▶ [WHAT YOU ARE ASKED TO DO]
Please rewrite the data below as a numbered list, leaving out any blank lines.
☆ ☆ ☆
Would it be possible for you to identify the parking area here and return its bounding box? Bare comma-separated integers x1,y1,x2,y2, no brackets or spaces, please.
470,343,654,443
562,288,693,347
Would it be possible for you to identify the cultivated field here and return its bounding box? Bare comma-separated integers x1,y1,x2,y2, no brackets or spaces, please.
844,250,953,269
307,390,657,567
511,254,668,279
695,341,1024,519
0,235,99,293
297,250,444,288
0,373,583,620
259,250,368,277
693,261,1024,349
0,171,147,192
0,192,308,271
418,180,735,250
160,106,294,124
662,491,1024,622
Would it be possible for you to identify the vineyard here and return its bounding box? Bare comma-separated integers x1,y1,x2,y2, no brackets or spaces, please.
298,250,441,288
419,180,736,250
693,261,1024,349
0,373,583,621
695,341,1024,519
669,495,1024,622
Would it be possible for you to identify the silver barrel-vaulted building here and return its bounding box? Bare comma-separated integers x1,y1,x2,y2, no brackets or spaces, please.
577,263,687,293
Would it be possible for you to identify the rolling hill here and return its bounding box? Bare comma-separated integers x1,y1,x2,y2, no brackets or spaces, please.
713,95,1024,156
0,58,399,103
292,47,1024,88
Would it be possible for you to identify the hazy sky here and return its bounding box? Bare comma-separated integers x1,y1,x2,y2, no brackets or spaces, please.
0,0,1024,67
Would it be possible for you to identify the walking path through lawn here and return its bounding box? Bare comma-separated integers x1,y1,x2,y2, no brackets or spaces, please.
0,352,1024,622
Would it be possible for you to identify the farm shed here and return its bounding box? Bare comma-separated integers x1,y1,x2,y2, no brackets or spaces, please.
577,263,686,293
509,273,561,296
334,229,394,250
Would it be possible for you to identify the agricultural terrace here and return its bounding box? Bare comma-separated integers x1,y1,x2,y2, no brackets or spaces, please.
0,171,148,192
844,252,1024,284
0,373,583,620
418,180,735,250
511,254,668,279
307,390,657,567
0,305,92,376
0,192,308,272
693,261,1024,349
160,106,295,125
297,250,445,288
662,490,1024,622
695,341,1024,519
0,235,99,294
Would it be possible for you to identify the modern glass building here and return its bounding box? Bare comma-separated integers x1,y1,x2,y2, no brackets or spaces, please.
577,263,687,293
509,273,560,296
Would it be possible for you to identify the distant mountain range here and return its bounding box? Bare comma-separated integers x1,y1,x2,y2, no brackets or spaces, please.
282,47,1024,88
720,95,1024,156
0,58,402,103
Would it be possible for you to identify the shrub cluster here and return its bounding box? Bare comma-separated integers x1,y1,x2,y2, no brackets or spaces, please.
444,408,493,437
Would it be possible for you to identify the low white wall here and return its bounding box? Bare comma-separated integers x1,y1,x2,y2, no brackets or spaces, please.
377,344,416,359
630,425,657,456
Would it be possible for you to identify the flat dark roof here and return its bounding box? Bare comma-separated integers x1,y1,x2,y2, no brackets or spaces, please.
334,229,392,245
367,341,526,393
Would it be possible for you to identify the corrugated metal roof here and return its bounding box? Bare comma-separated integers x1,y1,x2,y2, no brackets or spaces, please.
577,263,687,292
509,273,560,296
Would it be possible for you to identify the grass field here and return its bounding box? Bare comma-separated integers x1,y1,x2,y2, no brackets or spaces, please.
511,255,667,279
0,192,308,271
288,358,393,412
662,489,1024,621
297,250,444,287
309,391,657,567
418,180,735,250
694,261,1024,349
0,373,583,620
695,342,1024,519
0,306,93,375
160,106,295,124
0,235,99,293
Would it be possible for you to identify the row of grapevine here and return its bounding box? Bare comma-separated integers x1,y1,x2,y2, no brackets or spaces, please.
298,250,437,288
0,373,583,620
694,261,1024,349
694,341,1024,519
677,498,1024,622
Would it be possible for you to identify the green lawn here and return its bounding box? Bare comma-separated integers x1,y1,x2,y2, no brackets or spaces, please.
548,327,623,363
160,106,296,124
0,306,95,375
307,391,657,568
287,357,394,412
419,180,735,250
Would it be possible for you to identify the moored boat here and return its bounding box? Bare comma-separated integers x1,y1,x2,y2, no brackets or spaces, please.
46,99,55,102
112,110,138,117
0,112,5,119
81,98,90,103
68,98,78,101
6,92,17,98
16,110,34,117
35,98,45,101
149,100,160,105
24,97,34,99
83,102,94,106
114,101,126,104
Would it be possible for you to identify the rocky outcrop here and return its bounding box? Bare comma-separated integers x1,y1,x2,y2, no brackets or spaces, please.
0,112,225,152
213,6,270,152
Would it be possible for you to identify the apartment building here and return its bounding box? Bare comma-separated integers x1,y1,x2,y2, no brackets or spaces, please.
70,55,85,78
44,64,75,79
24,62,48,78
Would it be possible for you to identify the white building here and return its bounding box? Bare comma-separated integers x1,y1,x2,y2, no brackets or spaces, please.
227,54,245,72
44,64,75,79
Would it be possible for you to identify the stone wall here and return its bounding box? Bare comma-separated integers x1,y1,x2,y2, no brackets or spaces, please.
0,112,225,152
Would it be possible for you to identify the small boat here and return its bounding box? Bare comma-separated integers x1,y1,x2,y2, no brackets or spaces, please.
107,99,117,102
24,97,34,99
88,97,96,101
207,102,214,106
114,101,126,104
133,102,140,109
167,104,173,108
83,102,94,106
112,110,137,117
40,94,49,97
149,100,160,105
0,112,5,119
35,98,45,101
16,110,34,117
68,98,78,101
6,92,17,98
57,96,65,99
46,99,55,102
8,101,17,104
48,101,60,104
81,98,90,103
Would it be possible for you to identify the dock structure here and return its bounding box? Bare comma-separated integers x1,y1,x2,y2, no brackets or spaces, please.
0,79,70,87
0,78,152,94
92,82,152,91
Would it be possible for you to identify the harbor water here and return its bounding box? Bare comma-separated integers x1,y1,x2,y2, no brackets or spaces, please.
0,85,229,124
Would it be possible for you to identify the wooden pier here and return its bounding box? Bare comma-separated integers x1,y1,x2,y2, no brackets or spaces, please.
☆ ☆ ☆
▶ [RESPONSE]
1. Would it be possible for you to identify the parking area here and return its bounding box? Bare comma-separated integers x1,y1,x2,y2, no brackets or spaces, please.
2. 470,343,654,443
3. 562,288,693,347
4. Would it be possible for you to identify the cultivated field here and return its bounding box? Bare comma-separated integers x1,y1,x2,y2, no brackets or spaces, please.
5. 844,250,953,269
6. 307,390,657,567
7. 511,254,668,279
8. 695,341,1024,519
9. 0,235,99,293
10. 297,250,444,288
11. 0,373,583,620
12. 259,250,368,277
13. 693,261,1024,349
14. 0,171,147,192
15. 0,192,308,271
16. 418,180,735,250
17. 160,106,294,124
18. 662,491,1024,622
19. Would it be possible for you to identify the vineyard here and return its bounding box? Bare comma-separated integers x1,y1,x2,y2, no brackets or spaces, please.
20. 298,250,441,288
21. 419,180,736,250
22. 693,261,1024,349
23. 0,373,583,621
24. 695,341,1024,519
25. 669,495,1024,622
26. Would it be possible for you to identify the silver barrel-vaulted building here and return its bounding box? Bare comma-separated integers x1,y1,x2,y2, no brackets or spaces, please.
27. 577,263,687,293
28. Would it be possible for you to identify the rolling hill here and return its bounding box? Bare comma-separated integers x1,y1,x2,y2, no brackets or spaces, please.
29. 713,95,1024,156
30. 0,58,399,103
31. 292,47,1024,88
32. Would it be possible for you to identify the hazy sky here and return its bounding box? Bare comma-separated integers x1,y1,x2,y2, no brackets or spaces, please.
33. 0,0,1024,67
34. Would it be possible for you to identify the walking path through lawn here and return its bounding box? Bare comma-separated integers x1,y1,x2,y2, no brackets or spaces, please.
35. 0,352,1024,622
36. Would it be possible for you to identify the farm shed here and return its bounding box? Bare comma-separated integers x1,y1,x2,y2, no brackets or spaces, please.
37. 577,263,686,293
38. 509,273,561,296
39. 334,229,394,250
40. Would it be possible for you to identify the agricultural terrace here and return its bounding box? Bare comma-separated integers x1,y1,x2,y2, no brackets or spaces, please.
41. 0,171,148,192
42. 844,252,1024,284
43. 0,373,583,620
44. 418,180,735,250
45. 511,254,668,279
46. 307,390,657,567
47. 0,305,92,376
48. 0,192,308,272
49. 693,261,1024,349
50. 160,106,295,125
51. 297,250,445,288
52. 662,490,1024,622
53. 695,341,1024,519
54. 0,235,99,294
55. Would it be possible for you to identify the modern glass building here and return its bounding box? Bare comma-separated integers x1,y1,x2,y2, no brackets or spaces, please.
56. 577,263,687,293
57. 509,273,560,296
58. Would it be possible for you to identify the distant mountain range here and return its bounding box? Bare comma-separated integers x1,y1,x2,y2, no brackets or spaces, please.
59. 282,47,1024,88
60. 720,95,1024,156
61. 0,58,402,103
62. Would it be possible for you to identify the shrub cluster here and return its bounding box? Bare comma-separated integers x1,y1,x2,y2, no brackets or spaces, please.
63. 444,408,493,437
64. Would it be possible for you to identify the low white wall here and return its bounding box? Bare comma-separated integers x1,y1,x2,y2, no brackets or spaces, please.
65. 377,344,416,359
66. 630,425,657,456
67. Would it be possible for you to identify the flat dark roof here and return its bounding box? Bare comma-separated integers x1,y1,x2,y2, no brackets or spaces, please.
68. 334,229,392,245
69. 367,341,526,393
70. Would it be possible for you to identify the corrugated metal roof here and return its bounding box? Bare comma-separated integers x1,y1,x2,y2, no brackets or spaces, please.
71. 577,263,687,292
72. 509,273,560,296
73. Would it be possible for you to identify the grass field here and return its bounding box? Bare comma-separated integers x1,y1,x2,y2, no brackets or spaces, please.
74. 511,255,667,279
75. 0,192,308,271
76. 288,358,393,412
77. 662,489,1024,621
78. 297,250,444,287
79. 309,391,657,567
80. 418,180,735,250
81. 694,261,1024,349
82. 0,373,583,620
83. 695,342,1024,519
84. 0,306,93,375
85. 160,106,295,124
86. 0,235,99,293
87. Would it be possible for you to identify the row of grapevine here and return its bounding box? Bare comma-separated integers x1,y1,x2,y2, no brackets or spaces, please.
88. 298,250,437,288
89. 0,373,583,620
90. 694,261,1024,349
91. 694,341,1024,519
92. 677,498,1024,622
93. Would it be possible for you to identify the green lawn here and return its bounding box? Bare comma-separated integers x1,y1,x2,y2, no brackets or spaces, please.
94. 548,327,623,363
95. 160,106,296,124
96. 0,306,95,375
97. 307,391,657,568
98. 287,357,394,412
99. 419,180,735,250
100. Would it be possible for you to identify the moored boat here and return its bounding box? Bare comma-separated integers x1,y1,x2,y2, no brackets or spaces, please.
101. 46,99,55,102
102. 112,110,138,117
103. 0,112,5,119
104. 81,98,90,103
105. 68,98,78,101
106. 6,92,17,98
107. 16,110,34,117
108. 35,98,45,101
109. 149,100,160,105
110. 24,97,34,99
111. 83,102,94,106
112. 114,101,126,104
113. Would it be possible for you to identify the rocky outcrop here and return its bounding box? Bare comma-separated integers x1,y1,x2,y2, no brackets or spaces, please.
114. 0,112,225,152
115. 213,6,270,152
116. Would it be possible for you to identify the apartment building here and return its bounding box? Bare comma-separated integers x1,y1,x2,y2, no brackets or spaces, please.
117. 70,55,85,78
118. 44,64,75,79
119. 24,62,48,78
120. Would it be possible for you to identify the white building here and return its bounding box? Bare comma-separated integers x1,y1,x2,y2, no brackets or spaces, please.
121. 227,54,245,72
122. 44,64,75,79
123. Would it be possible for you to identify the stone wall here and return its bounding box? Bare comma-separated integers x1,y1,x2,y2, no brackets or spaces, please.
124. 0,112,225,152
125. Would it be possible for you to identify the small boat here and return its bounding box? Bare comma-separated integers x1,y1,x2,y2, no brackets or spaces, please.
126. 107,99,117,102
127. 24,97,34,99
128. 88,97,96,101
129. 207,102,214,106
130. 114,101,126,104
131. 133,102,140,109
132. 167,104,173,108
133. 83,102,94,106
134. 112,110,137,117
135. 40,94,49,97
136. 149,100,160,105
137. 0,112,5,119
138. 35,98,45,101
139. 16,110,34,117
140. 68,98,78,101
141. 6,92,17,98
142. 57,96,65,99
143. 46,99,55,102
144. 8,101,17,104
145. 48,101,60,104
146. 81,98,90,103
147. Would it be possible for you to identify the dock structure here and return its bounding box? Bare comma-separated integers x1,y1,x2,y2, no brackets or spaces, please.
148. 0,79,70,87
149. 0,78,152,94
150. 92,82,152,91
151. Would it be possible for you to identify the harbor water here and return its bounding box? Bare comma-separated integers x1,y1,x2,y2, no brackets or spaces, please.
152. 0,85,229,124
153. Would it be possible for you to identify the wooden pier here and return its bounding box? Bare comma-separated integers x1,y1,x2,y2, no brackets or spaces, please.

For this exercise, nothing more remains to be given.